(Records)
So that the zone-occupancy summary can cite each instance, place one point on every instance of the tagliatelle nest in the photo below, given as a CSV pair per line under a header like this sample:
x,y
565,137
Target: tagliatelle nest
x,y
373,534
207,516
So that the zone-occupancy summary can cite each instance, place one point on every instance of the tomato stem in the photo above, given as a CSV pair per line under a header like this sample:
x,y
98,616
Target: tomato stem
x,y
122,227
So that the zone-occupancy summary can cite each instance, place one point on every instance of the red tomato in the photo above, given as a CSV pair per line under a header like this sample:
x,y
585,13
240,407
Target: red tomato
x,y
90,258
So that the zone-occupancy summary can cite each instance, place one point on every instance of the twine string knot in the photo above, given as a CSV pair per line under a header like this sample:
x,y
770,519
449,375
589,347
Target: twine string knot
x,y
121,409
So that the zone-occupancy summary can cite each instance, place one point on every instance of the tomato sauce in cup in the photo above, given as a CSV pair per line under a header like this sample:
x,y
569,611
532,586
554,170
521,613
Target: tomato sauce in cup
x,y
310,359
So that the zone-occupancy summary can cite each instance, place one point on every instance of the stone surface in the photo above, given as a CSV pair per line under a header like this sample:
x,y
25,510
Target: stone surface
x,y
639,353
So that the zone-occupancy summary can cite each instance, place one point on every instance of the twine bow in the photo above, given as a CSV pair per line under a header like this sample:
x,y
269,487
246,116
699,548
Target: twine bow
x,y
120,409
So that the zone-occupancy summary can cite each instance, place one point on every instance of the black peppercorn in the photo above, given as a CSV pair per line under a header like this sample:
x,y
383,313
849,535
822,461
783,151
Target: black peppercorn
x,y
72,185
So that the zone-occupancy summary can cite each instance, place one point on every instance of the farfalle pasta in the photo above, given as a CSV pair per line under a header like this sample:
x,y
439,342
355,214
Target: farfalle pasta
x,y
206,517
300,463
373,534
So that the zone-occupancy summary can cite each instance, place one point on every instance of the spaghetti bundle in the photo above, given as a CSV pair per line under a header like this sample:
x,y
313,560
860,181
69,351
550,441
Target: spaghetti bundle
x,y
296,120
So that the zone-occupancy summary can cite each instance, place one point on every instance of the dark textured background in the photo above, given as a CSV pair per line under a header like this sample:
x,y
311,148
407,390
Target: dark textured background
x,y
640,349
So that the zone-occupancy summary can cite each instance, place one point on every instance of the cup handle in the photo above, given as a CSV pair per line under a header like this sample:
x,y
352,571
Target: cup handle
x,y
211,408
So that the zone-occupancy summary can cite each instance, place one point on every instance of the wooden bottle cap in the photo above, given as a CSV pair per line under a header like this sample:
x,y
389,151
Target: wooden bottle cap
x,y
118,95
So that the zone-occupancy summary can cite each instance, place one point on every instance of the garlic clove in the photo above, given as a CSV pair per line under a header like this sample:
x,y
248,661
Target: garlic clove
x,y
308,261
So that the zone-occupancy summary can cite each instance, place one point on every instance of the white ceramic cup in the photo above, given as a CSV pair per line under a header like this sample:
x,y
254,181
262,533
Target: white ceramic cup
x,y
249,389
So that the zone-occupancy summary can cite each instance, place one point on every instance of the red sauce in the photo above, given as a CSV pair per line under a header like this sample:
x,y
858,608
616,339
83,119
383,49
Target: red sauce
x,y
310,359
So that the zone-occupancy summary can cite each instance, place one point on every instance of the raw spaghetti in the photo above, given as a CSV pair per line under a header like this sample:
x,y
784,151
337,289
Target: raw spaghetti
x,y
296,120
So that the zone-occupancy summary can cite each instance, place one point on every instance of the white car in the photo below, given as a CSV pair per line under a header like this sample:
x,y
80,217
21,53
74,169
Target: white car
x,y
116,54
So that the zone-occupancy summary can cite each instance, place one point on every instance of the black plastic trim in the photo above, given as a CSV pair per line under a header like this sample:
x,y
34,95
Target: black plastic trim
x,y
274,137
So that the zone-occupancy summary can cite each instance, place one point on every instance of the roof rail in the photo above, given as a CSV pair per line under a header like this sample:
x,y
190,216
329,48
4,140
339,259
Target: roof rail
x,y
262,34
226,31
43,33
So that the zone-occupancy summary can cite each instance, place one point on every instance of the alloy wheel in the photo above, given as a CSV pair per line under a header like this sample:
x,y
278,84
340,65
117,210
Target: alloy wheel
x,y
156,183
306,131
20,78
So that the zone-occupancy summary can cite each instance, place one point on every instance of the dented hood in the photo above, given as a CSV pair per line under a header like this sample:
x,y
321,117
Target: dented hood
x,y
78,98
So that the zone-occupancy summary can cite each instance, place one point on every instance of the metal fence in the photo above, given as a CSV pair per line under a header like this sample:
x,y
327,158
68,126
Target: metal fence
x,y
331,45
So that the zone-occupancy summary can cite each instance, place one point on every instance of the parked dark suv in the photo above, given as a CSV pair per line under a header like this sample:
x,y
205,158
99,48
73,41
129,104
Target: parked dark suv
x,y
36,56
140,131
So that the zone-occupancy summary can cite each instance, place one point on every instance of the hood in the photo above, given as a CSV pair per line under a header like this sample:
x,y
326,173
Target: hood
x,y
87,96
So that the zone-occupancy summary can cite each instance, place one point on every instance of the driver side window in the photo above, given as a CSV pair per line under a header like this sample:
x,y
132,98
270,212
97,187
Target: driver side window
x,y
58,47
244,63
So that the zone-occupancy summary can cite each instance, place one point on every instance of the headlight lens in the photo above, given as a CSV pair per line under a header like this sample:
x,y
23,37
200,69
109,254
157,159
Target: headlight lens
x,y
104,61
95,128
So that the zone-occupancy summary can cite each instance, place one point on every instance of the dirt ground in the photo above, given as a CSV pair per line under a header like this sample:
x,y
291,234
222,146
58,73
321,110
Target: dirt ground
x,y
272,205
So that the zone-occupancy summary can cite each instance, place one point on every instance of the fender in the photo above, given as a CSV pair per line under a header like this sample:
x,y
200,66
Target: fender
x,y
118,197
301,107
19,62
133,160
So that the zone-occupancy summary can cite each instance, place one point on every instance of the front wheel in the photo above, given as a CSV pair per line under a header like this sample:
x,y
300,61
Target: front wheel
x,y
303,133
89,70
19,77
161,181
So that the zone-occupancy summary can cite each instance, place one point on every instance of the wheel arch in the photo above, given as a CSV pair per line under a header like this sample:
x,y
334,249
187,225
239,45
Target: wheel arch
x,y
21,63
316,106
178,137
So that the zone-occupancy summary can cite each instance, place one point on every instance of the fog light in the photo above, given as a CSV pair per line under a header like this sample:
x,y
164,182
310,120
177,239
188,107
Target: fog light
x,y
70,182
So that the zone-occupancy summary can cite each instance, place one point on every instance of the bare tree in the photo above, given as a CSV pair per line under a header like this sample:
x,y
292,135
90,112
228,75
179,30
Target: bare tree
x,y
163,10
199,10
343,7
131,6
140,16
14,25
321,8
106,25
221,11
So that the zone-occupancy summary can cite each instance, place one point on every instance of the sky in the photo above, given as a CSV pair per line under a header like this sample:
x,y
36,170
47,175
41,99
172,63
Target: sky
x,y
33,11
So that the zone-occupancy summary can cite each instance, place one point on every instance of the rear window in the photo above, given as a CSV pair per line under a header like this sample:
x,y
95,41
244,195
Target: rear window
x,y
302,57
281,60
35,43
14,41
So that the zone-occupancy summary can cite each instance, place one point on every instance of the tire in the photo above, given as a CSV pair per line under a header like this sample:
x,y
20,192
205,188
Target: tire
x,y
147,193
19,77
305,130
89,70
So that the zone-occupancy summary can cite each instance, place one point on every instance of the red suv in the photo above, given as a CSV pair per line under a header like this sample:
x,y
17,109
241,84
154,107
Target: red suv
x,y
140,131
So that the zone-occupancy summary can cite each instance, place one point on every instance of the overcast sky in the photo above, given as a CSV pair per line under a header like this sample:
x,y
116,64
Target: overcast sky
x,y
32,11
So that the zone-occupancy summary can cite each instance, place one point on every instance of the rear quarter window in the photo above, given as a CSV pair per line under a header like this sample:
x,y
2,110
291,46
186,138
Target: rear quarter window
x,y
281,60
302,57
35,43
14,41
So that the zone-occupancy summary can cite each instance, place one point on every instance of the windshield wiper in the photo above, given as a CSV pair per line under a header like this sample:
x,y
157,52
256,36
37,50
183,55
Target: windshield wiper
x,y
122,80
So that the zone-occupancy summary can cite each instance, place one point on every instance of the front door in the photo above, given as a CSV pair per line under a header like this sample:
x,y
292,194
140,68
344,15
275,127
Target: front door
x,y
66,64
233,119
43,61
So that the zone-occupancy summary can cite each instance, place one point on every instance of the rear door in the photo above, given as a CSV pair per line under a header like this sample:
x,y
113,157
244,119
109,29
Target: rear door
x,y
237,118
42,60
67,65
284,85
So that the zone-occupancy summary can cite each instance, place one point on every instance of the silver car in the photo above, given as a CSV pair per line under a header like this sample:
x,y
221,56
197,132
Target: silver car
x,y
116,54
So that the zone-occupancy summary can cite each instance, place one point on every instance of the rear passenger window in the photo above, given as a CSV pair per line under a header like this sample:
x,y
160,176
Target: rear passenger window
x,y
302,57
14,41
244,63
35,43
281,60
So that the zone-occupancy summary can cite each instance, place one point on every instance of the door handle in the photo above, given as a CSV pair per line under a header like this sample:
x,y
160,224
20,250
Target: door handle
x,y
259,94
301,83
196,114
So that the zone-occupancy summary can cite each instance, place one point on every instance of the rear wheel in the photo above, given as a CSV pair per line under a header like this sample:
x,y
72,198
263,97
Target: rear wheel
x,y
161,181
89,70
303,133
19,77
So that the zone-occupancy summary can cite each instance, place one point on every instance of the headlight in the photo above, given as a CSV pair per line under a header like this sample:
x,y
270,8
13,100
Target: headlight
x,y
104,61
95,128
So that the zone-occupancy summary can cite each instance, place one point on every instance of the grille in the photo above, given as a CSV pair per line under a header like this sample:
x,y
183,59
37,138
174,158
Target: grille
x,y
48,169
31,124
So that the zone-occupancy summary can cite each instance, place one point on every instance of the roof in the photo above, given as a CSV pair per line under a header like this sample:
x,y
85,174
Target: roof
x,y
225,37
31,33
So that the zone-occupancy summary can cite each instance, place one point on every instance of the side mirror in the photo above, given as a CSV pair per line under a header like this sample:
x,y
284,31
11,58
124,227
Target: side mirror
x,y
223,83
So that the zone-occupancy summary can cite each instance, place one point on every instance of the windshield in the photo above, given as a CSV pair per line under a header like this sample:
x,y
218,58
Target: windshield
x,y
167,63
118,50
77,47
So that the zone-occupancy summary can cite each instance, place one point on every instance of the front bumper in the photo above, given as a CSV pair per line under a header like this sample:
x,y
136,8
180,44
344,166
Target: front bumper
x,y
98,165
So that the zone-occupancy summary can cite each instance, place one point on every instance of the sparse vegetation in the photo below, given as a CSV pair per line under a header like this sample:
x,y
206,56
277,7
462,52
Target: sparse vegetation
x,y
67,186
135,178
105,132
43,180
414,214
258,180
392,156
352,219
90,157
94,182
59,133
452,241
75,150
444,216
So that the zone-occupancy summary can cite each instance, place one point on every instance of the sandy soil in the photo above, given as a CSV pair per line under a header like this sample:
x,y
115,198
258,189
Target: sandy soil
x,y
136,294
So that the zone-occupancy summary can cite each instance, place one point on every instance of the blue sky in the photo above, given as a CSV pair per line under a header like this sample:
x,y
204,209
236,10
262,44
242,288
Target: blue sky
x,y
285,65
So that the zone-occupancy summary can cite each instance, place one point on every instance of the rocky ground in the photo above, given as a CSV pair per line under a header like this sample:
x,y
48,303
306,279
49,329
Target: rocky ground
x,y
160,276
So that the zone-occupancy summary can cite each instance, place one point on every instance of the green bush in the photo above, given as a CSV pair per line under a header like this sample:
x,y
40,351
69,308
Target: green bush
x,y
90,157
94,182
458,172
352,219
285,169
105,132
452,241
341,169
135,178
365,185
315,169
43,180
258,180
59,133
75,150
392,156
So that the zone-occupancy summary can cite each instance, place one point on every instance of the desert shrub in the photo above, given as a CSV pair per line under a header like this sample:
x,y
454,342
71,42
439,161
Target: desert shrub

-- Stated exercise --
Begin at the line containing "of the blue" and reproduce each line through the end of the records above.

-- Correct answer --
So that the zone-occupancy summary can cite each instance, place one point on every instance of the blue sky in the photo above, given as a CSV pair per line under a header like this sample:
x,y
204,209
236,10
262,44
242,288
Target: blue sky
x,y
285,65
So that the zone-occupancy summary can cite each instance, place one point on every instance of the rocky ground in the photo above, given as a CSV pair per line under a header like this sample:
x,y
48,303
306,279
49,329
Target: rocky ground
x,y
160,276
So that the zone-occupancy summary can cite each instance, place one point on every instance of the green bush in the photo above, given as a CSV pair per line under a header like this sample:
x,y
40,351
69,308
Target: green bush
x,y
90,157
94,182
458,172
352,219
285,169
105,132
452,241
341,169
135,178
365,185
315,169
43,180
258,180
59,133
75,150
392,156
So that the zone-occupancy summary can cite each instance, place one point on every instance of the desert shrub in the photo above, given as a CSV pair per line under a header like this sample:
x,y
454,342
71,42
439,161
Target: desert shrub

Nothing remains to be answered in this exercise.